## start

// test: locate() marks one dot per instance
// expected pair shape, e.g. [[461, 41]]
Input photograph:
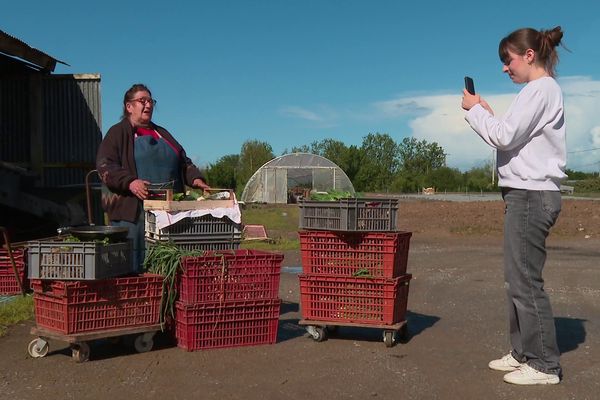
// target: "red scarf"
[[141, 131]]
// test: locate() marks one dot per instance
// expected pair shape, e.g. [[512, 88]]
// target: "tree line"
[[379, 164]]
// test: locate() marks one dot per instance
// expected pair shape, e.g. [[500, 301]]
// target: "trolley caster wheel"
[[143, 343], [318, 333], [389, 338], [38, 348], [80, 352]]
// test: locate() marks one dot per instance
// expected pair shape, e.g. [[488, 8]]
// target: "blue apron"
[[157, 162]]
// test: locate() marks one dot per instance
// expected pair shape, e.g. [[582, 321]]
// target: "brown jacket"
[[115, 163]]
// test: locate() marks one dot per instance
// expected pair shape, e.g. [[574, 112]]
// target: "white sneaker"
[[506, 363], [526, 375]]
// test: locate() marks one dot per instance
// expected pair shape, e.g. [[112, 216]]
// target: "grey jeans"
[[529, 215]]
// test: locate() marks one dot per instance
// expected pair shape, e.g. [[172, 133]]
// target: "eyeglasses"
[[145, 100]]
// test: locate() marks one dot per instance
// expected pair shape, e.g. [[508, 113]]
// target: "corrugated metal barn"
[[50, 129]]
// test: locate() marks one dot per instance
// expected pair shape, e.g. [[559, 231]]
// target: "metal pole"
[[12, 259]]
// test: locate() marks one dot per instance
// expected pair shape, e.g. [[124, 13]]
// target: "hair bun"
[[554, 35]]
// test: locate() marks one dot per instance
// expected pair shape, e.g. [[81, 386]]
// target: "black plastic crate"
[[191, 228], [62, 260], [352, 215]]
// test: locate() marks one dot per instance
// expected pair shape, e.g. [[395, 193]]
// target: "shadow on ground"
[[570, 332]]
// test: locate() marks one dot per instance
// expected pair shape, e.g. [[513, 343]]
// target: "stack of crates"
[[195, 233], [354, 262], [78, 288], [228, 299], [8, 281]]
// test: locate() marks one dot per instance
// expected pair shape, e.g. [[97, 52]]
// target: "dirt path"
[[456, 321]]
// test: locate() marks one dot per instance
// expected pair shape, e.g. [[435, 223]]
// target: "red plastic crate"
[[376, 301], [86, 306], [229, 324], [8, 282], [380, 255], [230, 275]]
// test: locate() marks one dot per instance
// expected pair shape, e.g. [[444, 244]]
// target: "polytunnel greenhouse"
[[285, 179]]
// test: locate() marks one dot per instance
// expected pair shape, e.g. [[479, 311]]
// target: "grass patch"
[[282, 217], [15, 311]]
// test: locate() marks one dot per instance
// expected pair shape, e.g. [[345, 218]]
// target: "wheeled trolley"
[[318, 329], [143, 342]]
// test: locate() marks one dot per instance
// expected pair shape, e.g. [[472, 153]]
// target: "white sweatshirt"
[[530, 137]]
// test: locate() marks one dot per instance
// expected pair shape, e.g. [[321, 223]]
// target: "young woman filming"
[[531, 148]]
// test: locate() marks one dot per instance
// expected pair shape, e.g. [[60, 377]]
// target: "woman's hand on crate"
[[199, 183], [139, 188]]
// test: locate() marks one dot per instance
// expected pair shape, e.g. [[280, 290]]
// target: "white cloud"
[[302, 113], [325, 117], [440, 119]]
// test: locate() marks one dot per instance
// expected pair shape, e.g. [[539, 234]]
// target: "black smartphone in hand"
[[469, 85]]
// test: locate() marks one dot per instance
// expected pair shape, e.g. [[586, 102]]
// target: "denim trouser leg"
[[529, 215], [136, 235]]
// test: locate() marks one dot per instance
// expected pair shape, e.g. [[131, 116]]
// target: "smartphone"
[[469, 85]]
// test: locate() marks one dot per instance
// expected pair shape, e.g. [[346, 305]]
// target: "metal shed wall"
[[51, 124]]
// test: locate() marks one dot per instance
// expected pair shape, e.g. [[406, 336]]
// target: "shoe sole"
[[503, 369], [539, 382]]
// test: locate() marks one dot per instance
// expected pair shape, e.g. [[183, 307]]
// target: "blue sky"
[[292, 72]]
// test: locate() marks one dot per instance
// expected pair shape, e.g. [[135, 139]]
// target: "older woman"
[[134, 153]]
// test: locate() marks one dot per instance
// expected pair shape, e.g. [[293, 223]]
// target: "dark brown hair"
[[130, 94], [543, 42]]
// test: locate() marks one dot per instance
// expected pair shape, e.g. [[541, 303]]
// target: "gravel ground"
[[456, 320]]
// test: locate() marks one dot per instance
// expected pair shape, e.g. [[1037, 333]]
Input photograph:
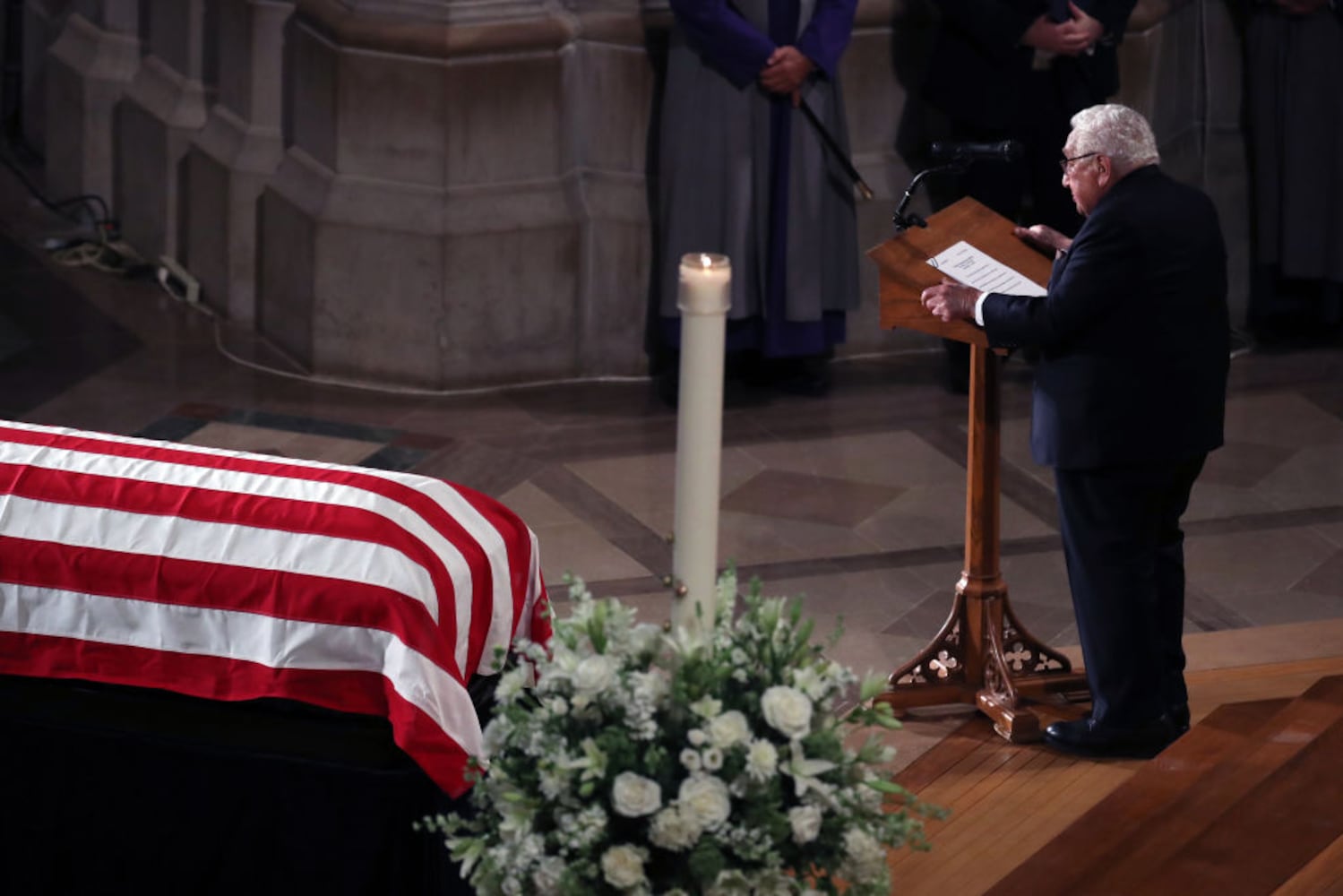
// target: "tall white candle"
[[704, 300]]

## end

TASK INSTRUCTIONS
Arrange everything from the start of the records down to and including the line that contains "[[529, 215]]" as a numbered list, leaving out blank lines and the pictures.

RESULT BELOW
1. // test: locate() marks one dot per instance
2. // expected pair shape, e.g. [[461, 41]]
3. Input photograph:
4. // target: "red scarf"
5. [[141, 131]]
6. // test: locate() marks one dot per instance
7. // expected pair shape, e.g. [[512, 88]]
8. // target: "tree line"
9. [[379, 164]]
10. // test: locate() marks one dot per instance
11. // expected pair shape, e.g. [[500, 301]]
12. // target: "trolley caster wheel"
13. [[143, 343], [318, 333], [389, 338], [38, 348], [80, 352]]
14. // test: locate() marks one dot per instance
15. // expected pair shape, e.g. [[488, 8]]
16. // target: "blue apron"
17. [[157, 162]]
18. // test: locate() marks one dot per instance
19. // expected pair shape, e.g. [[582, 321]]
20. // target: "brown jacket"
21. [[115, 163]]
22. // test: locate() marks one dot per instance
23. // expected pair shape, e.g. [[574, 112]]
24. // target: "white sneaker"
25. [[506, 363], [526, 375]]
26. // test: locate() marks one dot per instance
27. // expected pair shape, e.g. [[112, 216]]
28. // target: "grey jeans"
29. [[529, 215]]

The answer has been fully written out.